Article:
'''

A slurry of a binder composition according to the invention comprising a first solution containing 0.5 to 2.0% dry mass guar gum in solution and a second solution containing 0.5 to 5.0% dry mass of a polyvinyl alcohol, preferably fully hydrolysed, is formed with small particles comprising either or both of gypsum or cement. A very fine or small air cell foam is generated by an aqueous solution of a partially hydrolysed polyvinyl alcohol, such as Mowiol 18/88 by Clariant or Poval 217 by Kururay, at a concentration in the partially hydrolysed polyvinyl alcohol aqueous solution of as low as 0.5%, but more preferably 1.5%, and even more preferably between 2.5 and 7.5% dry mass, and most preferably 3.5% to 6% dry mass that is pumped at constant pressure and volume and into which is injected compressed air, with the appropriate non-return valves, into a tube coiled in several coils. The solution inverts several times in the moving air stream in the coils to produce an air saturated light, very low density foam of from 15 to 60 grams per litre. Surplus air is allowed to escape at a foam delivery point where the foam is delivered to the slurry.

The foam is delivered to and blended with the slurry, preferably in an anti-gravity contra rotating double shaft paddle mixer, in which the added foam is enveloped and gently blended with the slurry.

'''

Problem set:
1. In the passage on the foamed binder slurry, what concentrations are given for the aqueous solution of partially hydrolysed polyvinyl alcohol? List every level or range stated.
2. According to the passage on the foamed binder slurry, what density does the foam reach?

Items:
'''

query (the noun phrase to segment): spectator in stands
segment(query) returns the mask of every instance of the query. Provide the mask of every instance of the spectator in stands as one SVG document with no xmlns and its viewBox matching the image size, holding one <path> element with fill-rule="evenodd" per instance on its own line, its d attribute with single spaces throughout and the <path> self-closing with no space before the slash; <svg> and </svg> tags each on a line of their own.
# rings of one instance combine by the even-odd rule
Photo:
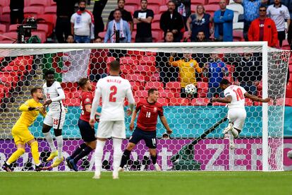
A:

'''

Solutions by task:
1.
- As low as 0.5%
- More preferably 1.5%
- Even more preferably between 2.5 and 7.5% dry mass
- Most preferably 3.5% to 6% dry mass

2. From 15 to 60 grams per liter.